**Data rows:**
☆ ☆ ☆ ☆

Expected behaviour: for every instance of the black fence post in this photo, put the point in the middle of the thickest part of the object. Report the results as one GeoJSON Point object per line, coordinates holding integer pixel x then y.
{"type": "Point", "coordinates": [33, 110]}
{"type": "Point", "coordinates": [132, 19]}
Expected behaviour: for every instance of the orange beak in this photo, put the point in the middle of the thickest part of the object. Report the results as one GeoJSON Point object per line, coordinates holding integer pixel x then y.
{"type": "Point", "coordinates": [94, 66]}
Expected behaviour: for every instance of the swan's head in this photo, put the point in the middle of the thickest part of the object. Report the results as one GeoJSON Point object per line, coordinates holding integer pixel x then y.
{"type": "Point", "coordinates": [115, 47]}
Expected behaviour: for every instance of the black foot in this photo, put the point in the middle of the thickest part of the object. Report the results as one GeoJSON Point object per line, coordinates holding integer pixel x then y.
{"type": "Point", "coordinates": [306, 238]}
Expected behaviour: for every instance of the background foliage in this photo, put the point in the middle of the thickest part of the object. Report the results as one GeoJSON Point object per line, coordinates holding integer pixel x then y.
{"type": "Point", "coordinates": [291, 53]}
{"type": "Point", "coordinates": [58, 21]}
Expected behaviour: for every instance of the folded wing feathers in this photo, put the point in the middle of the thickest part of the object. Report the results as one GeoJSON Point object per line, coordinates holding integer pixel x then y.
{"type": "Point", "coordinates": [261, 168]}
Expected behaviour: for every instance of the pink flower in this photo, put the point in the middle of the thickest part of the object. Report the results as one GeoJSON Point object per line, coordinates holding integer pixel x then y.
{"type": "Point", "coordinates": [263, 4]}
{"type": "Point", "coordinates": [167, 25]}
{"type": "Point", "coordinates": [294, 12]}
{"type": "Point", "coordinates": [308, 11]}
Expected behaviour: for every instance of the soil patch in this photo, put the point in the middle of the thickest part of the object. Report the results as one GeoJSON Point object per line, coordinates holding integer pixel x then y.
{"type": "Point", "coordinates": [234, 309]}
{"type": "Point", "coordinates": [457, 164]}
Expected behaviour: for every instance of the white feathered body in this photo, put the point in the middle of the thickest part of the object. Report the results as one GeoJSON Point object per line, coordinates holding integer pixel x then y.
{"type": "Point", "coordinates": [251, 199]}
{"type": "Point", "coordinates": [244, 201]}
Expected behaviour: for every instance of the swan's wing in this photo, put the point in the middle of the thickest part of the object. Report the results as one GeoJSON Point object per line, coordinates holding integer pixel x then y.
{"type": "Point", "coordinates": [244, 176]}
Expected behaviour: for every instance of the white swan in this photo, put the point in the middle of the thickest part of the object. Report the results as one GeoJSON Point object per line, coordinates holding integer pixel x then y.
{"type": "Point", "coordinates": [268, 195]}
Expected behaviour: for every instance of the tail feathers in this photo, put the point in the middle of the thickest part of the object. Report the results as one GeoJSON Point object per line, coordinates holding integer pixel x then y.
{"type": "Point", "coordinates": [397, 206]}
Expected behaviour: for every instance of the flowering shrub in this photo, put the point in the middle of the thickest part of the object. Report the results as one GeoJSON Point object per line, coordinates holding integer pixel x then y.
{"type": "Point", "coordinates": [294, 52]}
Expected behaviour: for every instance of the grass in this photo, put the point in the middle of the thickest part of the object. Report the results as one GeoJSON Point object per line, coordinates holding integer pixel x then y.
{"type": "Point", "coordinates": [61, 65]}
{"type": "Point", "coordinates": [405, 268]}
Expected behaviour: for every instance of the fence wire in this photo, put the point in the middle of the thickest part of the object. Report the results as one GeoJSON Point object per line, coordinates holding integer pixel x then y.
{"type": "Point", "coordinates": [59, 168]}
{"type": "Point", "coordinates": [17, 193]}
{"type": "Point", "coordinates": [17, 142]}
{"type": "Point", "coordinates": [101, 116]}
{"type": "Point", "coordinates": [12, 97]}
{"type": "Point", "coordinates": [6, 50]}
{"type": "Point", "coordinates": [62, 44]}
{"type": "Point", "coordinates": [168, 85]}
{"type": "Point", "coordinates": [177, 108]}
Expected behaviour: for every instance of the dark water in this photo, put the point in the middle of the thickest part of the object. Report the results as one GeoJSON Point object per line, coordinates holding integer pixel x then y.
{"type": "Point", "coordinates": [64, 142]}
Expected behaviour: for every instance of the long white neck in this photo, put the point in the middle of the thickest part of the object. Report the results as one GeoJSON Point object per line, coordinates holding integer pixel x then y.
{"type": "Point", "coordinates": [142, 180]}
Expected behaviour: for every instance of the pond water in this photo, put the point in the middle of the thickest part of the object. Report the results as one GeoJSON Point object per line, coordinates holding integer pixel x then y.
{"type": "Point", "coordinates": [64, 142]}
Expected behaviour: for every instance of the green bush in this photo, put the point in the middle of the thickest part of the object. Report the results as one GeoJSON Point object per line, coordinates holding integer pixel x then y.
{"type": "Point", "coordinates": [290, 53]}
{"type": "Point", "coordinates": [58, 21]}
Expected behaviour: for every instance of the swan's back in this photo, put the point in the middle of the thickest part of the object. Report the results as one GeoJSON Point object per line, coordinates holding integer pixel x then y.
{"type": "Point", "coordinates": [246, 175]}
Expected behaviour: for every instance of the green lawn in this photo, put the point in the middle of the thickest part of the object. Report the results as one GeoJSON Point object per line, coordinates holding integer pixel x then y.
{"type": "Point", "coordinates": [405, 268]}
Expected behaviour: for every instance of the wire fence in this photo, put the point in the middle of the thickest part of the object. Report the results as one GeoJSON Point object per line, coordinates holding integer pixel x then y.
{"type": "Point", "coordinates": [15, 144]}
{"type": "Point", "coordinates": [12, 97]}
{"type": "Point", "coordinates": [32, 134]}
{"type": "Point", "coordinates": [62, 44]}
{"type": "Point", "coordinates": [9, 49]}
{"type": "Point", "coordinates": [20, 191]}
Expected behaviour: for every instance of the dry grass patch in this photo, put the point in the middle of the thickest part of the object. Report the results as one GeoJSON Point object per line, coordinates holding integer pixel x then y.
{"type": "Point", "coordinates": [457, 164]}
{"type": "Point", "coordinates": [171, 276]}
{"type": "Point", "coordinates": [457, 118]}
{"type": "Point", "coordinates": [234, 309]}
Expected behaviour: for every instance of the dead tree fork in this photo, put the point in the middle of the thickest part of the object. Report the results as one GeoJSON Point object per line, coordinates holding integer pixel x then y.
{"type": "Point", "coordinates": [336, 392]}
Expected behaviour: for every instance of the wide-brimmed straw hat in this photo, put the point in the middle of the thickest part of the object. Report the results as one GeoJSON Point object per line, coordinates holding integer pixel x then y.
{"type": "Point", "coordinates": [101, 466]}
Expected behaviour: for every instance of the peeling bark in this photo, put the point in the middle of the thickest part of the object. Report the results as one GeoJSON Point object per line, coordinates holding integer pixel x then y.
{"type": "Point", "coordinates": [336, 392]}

☆ ☆ ☆ ☆

Every record shown above should be written out again exactly.

Expected behaviour: for every instance of the black fence post in this photo, put the point in the middle of the thickest part of the object. Report the results as one GeoJSON Point object per line, coordinates holding integer pixel x then y.
{"type": "Point", "coordinates": [33, 110]}
{"type": "Point", "coordinates": [132, 19]}
Expected behaviour: for every instance of the orange beak in this photo, put the point in the middle of the thickest part of the object. Report the results as one GeoJSON Point object per line, coordinates holding integer pixel x then y.
{"type": "Point", "coordinates": [94, 66]}
Expected behaviour: for every instance of the swan's head in this photo, put the point in the middle of the thickest part of the object. Report the results as one GeoJSON Point object per line, coordinates holding integer pixel x then y.
{"type": "Point", "coordinates": [115, 47]}
Expected behaviour: for every instance of the black foot in this photo, put the point in the middle of the thickest part of the object. Report the results as one GeoJSON Point object per line, coordinates holding integer pixel x then y.
{"type": "Point", "coordinates": [306, 238]}
Expected behaviour: for every instance of the background foliage in this photo, put the point in the middle of the thickest part of the object. Report the results as one GeoJSON Point object per line, coordinates holding integer pixel x then y.
{"type": "Point", "coordinates": [291, 53]}
{"type": "Point", "coordinates": [58, 21]}
Expected behaviour: for every instance of the folded wing feathers in this photo, put the point in the middle of the thickest part of the object. Report the results as one GeoJSON Point object per line, coordinates holding integer pixel x then y.
{"type": "Point", "coordinates": [261, 168]}
Expected behaviour: for every instance of the pink flower in this photo, put the point in the middle of the thickest part of the object. Report the results as one GeoJSON Point object per line, coordinates holding integer pixel x then y.
{"type": "Point", "coordinates": [263, 4]}
{"type": "Point", "coordinates": [167, 25]}
{"type": "Point", "coordinates": [294, 12]}
{"type": "Point", "coordinates": [308, 11]}
Expected behaviour: for every instance of the soil patch in this photo, put the point in the middle of the thickest part of the object. Report the results as one GeoJSON Point object per line, coordinates holding integer pixel x then y.
{"type": "Point", "coordinates": [234, 309]}
{"type": "Point", "coordinates": [457, 164]}
Expected behaviour: for every instance of the white feathered body in this photo, put the point in the middle of the thickest part of the object. Report the results as one GeoJSON Point object per line, coordinates holding integer pixel x then y.
{"type": "Point", "coordinates": [251, 199]}
{"type": "Point", "coordinates": [244, 201]}
Expected behaviour: for every instance of the swan's wing in this photo, put the point in the middle of the thickest part of the object. Report the results as one GeoJSON Point object per line, coordinates holding integer pixel x then y.
{"type": "Point", "coordinates": [244, 176]}
Expected behaviour: for every instance of the white swan in this photo, put the point in the middle of the thickest part of the object. Report the results as one GeoJSON Point object per line, coordinates holding integer pixel x then y.
{"type": "Point", "coordinates": [268, 195]}
Expected behaviour: for every instance of the tail feathers in this photo, put the point in the middle of the thickest part of the object. Report the results as one GeoJSON Point object per line, coordinates holding integer pixel x then y.
{"type": "Point", "coordinates": [397, 206]}
Expected behaviour: for every instance of the flowering shrub in this photo, put the point in the middle of the thickest part of the object. Report the results as one GeoJSON Point object per line, coordinates holding integer pixel x then y.
{"type": "Point", "coordinates": [294, 52]}
Expected behaviour: for every instance of the grass in this photo, put the point in the middle of the thickest part of the object. Report the results as one GeoJSON Point object per line, coordinates holding integer pixel x then y.
{"type": "Point", "coordinates": [61, 65]}
{"type": "Point", "coordinates": [405, 268]}
Expected behaviour: for every instance of the fence wire in this photo, put the point in the middle of the thickest part of the object. Report the results as one GeoJSON Point object per line, coordinates holding integer pixel x then y.
{"type": "Point", "coordinates": [59, 168]}
{"type": "Point", "coordinates": [17, 193]}
{"type": "Point", "coordinates": [17, 142]}
{"type": "Point", "coordinates": [101, 116]}
{"type": "Point", "coordinates": [12, 97]}
{"type": "Point", "coordinates": [6, 50]}
{"type": "Point", "coordinates": [62, 44]}
{"type": "Point", "coordinates": [168, 85]}
{"type": "Point", "coordinates": [177, 108]}
Expected behaviour: for every instance of the dark water in this photo, put the point in the middle of the thickest part of the object. Report the results as one GeoJSON Point object per line, coordinates holding integer pixel x then y.
{"type": "Point", "coordinates": [64, 142]}
Expected behaviour: for every instance of the long white neck in this photo, put the point in the middle of the thickest part of the object. Report the results as one GeoJSON Point object per line, coordinates holding integer pixel x then y.
{"type": "Point", "coordinates": [142, 180]}
Expected behaviour: for every instance of the pond water in this photo, put the point in the middle of the thickest part of the object. Report the results as one GeoJSON Point object per line, coordinates holding integer pixel x then y.
{"type": "Point", "coordinates": [64, 142]}
Expected behaviour: for every instance of the green bush in this photo, put the point in the middle of the thickest part of the object. Report the results as one GeoJSON Point object per line, coordinates holding integer pixel x then y.
{"type": "Point", "coordinates": [290, 53]}
{"type": "Point", "coordinates": [58, 21]}
Expected behaviour: for every instance of the swan's back in this photo, put the point in the middle of the thickest part of the object. Report the results as one GeoJSON Point object per line, coordinates holding integer pixel x then y.
{"type": "Point", "coordinates": [246, 175]}
Expected behaviour: for every instance of the green lawn in this photo, put the point in the middle of the thickest part of the object. Report the results as one GeoJSON Point object per line, coordinates holding integer pixel x then y.
{"type": "Point", "coordinates": [405, 268]}
Expected behaviour: for every instance of the wire fence in this photo, put the point in the middle of the thickest part of the object. Report the results as one GeoJSON Point object per line, coordinates holding integer pixel x then y.
{"type": "Point", "coordinates": [15, 144]}
{"type": "Point", "coordinates": [12, 97]}
{"type": "Point", "coordinates": [32, 134]}
{"type": "Point", "coordinates": [62, 44]}
{"type": "Point", "coordinates": [9, 49]}
{"type": "Point", "coordinates": [20, 191]}
Expected behaviour: for every instance of the dry grass patch in this photo, put the point in the middle of the thickest part of the object. Report the results as one GeoJSON Point object per line, coordinates holding integer pixel x then y.
{"type": "Point", "coordinates": [457, 164]}
{"type": "Point", "coordinates": [171, 276]}
{"type": "Point", "coordinates": [457, 118]}
{"type": "Point", "coordinates": [234, 309]}
Expected behaviour: for every instance of the dead tree fork in this photo, put the point in the middle of the thickest part of the object. Report the results as one GeoJSON Point object per line, coordinates holding integer pixel x then y.
{"type": "Point", "coordinates": [336, 392]}
Expected behaviour: for every instance of the wide-brimmed straw hat in this photo, put the point in the middle of the thickest part of the object. Report the results as one GeoJSON Point object per line, coordinates holding integer pixel x then y.
{"type": "Point", "coordinates": [101, 466]}
Expected behaviour: for every instance of the peeling bark in this photo, put the point in the middle of the thickest part of the object. Report the results as one GeoJSON Point object per line, coordinates holding integer pixel x then y.
{"type": "Point", "coordinates": [336, 392]}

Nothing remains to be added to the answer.